* **本文抜粋**
2001年1

●1月31日(水)
 岡戸武平をご存じでしょうか。
 昭和10年に乱歩作品として刊行された『蠢く触手』(新潮社新作探偵小説全集第一巻)の代作者、といえば、おわかりの方はおわかりでしょう(おわかりにならない方には何のことやらさっぱりおわかりにならないと思います。お詫びを申しあげます)。乱歩より三歳年下の明治30年生まれ。大阪時事新報勤務時代に乱歩と知り合い、のち乱歩に誘われて上京、小酒井不木全集編纂に携わったあと博文館の編集者となります。「蠢く触手」執筆は博文館退社前後のこととされますが、やがて戦火を逃れて郷里の愛知県に疎開、戦後も名古屋にとどまって文筆で身を立て、昭和61年に死去しました。

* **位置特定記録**
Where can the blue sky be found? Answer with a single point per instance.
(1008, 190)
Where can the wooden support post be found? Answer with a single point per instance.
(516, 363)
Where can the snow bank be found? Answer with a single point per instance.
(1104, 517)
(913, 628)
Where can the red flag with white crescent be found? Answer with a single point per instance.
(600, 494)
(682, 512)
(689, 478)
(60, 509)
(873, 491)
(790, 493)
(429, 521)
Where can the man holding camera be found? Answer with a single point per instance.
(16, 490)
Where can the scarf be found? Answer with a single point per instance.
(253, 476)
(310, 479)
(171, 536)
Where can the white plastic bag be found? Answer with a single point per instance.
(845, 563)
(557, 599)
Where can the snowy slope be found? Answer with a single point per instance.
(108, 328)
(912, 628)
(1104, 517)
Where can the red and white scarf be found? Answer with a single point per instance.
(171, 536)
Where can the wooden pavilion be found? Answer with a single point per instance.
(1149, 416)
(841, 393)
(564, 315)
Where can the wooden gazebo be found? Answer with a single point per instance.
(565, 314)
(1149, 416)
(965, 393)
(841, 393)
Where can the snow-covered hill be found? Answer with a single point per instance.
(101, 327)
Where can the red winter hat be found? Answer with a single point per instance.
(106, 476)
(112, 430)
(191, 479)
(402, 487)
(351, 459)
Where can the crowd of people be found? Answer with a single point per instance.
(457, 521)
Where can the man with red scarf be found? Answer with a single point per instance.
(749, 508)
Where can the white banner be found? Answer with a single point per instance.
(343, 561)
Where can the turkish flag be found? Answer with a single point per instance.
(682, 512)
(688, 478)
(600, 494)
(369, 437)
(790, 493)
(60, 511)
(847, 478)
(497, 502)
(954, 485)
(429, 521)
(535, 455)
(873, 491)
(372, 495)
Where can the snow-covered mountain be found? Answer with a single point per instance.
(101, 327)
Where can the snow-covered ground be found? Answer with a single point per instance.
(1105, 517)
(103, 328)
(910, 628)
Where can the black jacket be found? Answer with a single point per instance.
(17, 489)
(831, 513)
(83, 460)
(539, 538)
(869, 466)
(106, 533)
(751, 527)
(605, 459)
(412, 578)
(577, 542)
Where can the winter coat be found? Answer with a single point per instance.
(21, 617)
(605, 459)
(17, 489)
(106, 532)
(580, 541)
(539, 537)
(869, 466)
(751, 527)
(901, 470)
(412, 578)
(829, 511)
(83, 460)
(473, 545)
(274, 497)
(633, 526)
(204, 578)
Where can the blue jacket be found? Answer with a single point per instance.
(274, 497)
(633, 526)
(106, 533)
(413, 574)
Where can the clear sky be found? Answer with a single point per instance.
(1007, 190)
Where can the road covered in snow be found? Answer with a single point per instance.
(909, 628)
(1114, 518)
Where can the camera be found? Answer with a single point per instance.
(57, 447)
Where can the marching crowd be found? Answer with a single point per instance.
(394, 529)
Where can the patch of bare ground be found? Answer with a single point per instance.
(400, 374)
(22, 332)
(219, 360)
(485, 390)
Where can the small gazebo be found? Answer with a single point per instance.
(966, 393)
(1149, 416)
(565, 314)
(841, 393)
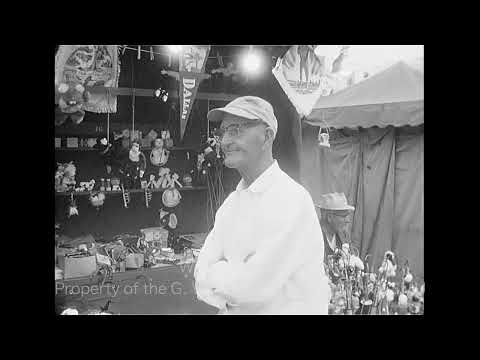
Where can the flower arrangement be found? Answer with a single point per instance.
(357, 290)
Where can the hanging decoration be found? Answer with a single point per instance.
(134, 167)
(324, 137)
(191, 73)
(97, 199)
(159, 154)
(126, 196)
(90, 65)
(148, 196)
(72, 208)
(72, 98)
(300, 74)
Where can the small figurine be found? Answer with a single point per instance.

==

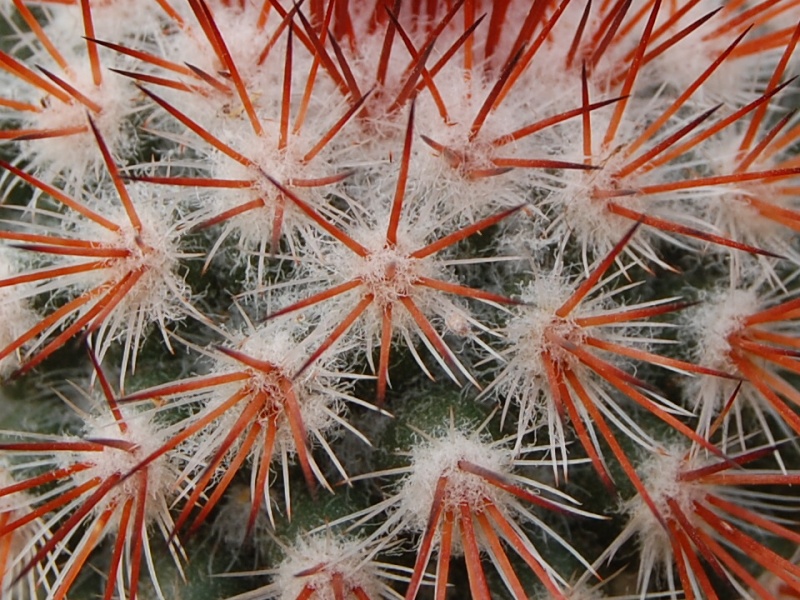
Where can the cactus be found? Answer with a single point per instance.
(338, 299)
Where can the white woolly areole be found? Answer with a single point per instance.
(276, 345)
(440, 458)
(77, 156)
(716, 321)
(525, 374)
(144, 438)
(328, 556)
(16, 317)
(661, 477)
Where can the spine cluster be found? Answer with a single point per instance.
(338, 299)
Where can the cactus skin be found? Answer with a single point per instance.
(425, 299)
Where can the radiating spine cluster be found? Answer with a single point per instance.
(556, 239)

* * *

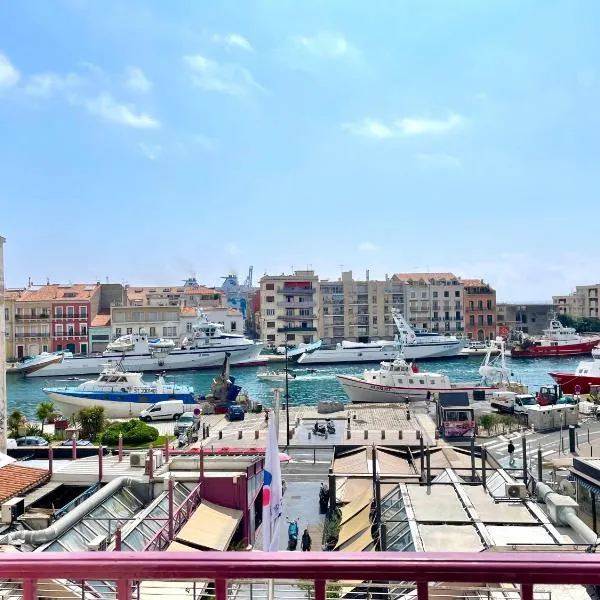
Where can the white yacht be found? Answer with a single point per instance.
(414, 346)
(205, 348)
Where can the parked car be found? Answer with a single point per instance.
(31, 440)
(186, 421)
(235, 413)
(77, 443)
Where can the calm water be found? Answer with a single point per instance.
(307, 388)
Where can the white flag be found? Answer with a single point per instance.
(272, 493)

* **課題一覧**
A: 岡戸武平についての文章によると、岡戸武平は何年生まれか。
B: 岡戸武平についての文章のうち、「岡戸武平をご存じでしょうか。」から「筆で身を立て、昭和61年に死去しました。」までを、両端も含めて一字一句違えずに書き写すこと。

* **解答**
A: 明治30年生まれ。

B:
岡戸武平をご存じでしょうか。
 昭和10年に乱歩作品として刊行された『蠢く触手』(新潮社新作探偵小説全集第一巻)の代作者、といえば、おわかりの方はおわかりでしょう(おわかりにならない方には何のことやらさっぱりおわかりにならないと思います。お詫びを申しあげます)。乱歩より三歳年下の明治30年生まれ。大阪時事新報勤務時代に乱歩と知り合い、のち乱歩に誘われて上京、小酒井不木全集編纂に携わったあと博文館の編集者となります。「蠢く触手」執筆は博文館退社前後のこととされますが、やがて戦火を逃れて郷里の愛知県に疎開、戦後も名古屋にとどまって文筆で身を立て、昭和61年に死去しました。